((

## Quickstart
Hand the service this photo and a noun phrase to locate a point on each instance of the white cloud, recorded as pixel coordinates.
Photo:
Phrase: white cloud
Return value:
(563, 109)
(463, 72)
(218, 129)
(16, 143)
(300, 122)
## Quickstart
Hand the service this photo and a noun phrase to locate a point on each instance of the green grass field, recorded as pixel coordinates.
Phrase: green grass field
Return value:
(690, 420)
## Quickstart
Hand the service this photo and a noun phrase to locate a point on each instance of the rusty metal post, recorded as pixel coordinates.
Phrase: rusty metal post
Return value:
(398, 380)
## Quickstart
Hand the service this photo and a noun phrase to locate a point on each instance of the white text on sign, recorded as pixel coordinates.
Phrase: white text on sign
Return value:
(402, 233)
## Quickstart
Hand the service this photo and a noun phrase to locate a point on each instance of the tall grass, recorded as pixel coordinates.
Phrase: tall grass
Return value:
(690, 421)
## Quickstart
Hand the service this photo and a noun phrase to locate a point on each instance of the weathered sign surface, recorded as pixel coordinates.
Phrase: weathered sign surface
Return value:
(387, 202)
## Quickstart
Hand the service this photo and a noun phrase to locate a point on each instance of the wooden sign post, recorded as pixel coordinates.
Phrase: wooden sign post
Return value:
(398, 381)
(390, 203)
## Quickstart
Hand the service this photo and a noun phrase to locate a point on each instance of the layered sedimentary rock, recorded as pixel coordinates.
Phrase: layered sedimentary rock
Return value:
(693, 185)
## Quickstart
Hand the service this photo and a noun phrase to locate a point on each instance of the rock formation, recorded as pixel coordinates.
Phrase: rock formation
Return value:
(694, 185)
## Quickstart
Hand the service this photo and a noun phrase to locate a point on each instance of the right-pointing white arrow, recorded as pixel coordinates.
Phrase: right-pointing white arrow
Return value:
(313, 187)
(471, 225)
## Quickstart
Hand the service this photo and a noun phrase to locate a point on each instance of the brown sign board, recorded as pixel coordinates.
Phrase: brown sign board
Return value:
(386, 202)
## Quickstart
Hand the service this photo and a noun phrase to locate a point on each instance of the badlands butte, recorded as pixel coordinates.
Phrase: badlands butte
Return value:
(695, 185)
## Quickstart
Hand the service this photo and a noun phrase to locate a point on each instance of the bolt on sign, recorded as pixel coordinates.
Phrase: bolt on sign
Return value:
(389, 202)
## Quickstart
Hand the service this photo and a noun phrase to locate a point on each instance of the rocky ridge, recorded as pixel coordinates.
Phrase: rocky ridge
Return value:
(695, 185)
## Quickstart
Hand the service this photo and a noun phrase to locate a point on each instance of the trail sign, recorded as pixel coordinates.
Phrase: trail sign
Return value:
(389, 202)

))

Count the lines in the rows above that contain the string "green", where case matters. Reply with the number only.

2